▶ [WHAT NEEDS TO BE DONE]:
Reproduce the listing exactly and skip over any pictures.
*** WORKING DATA
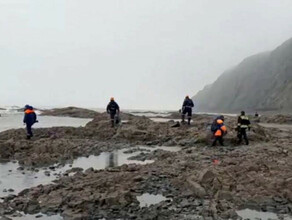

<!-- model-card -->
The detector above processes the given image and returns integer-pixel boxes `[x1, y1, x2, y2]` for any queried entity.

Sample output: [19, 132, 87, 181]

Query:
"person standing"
[23, 105, 37, 139]
[211, 116, 227, 146]
[181, 96, 194, 125]
[106, 97, 120, 127]
[237, 111, 251, 145]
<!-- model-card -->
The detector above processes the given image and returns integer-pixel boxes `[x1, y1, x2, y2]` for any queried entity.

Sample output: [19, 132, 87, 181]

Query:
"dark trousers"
[212, 136, 224, 146]
[110, 112, 117, 127]
[182, 108, 192, 124]
[26, 124, 33, 139]
[237, 128, 249, 145]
******
▶ [YOUR RESPONSE]:
<!-- model-card -->
The detector above processes the given image and returns integer-pixel boxes `[x1, y1, x2, y2]` for any queried entity.

Sample output: [19, 132, 87, 181]

Query:
"person standing"
[23, 105, 37, 139]
[211, 116, 227, 146]
[181, 96, 194, 125]
[106, 97, 120, 127]
[237, 111, 251, 145]
<!-- model-card -->
The detector above processes the given image and returns integer-pixel boxes `[x1, y1, x2, y2]` for any queried entity.

Sample output: [19, 132, 87, 181]

Query:
"dark trousers"
[212, 136, 224, 146]
[110, 112, 117, 127]
[182, 108, 192, 124]
[26, 124, 33, 139]
[237, 128, 249, 145]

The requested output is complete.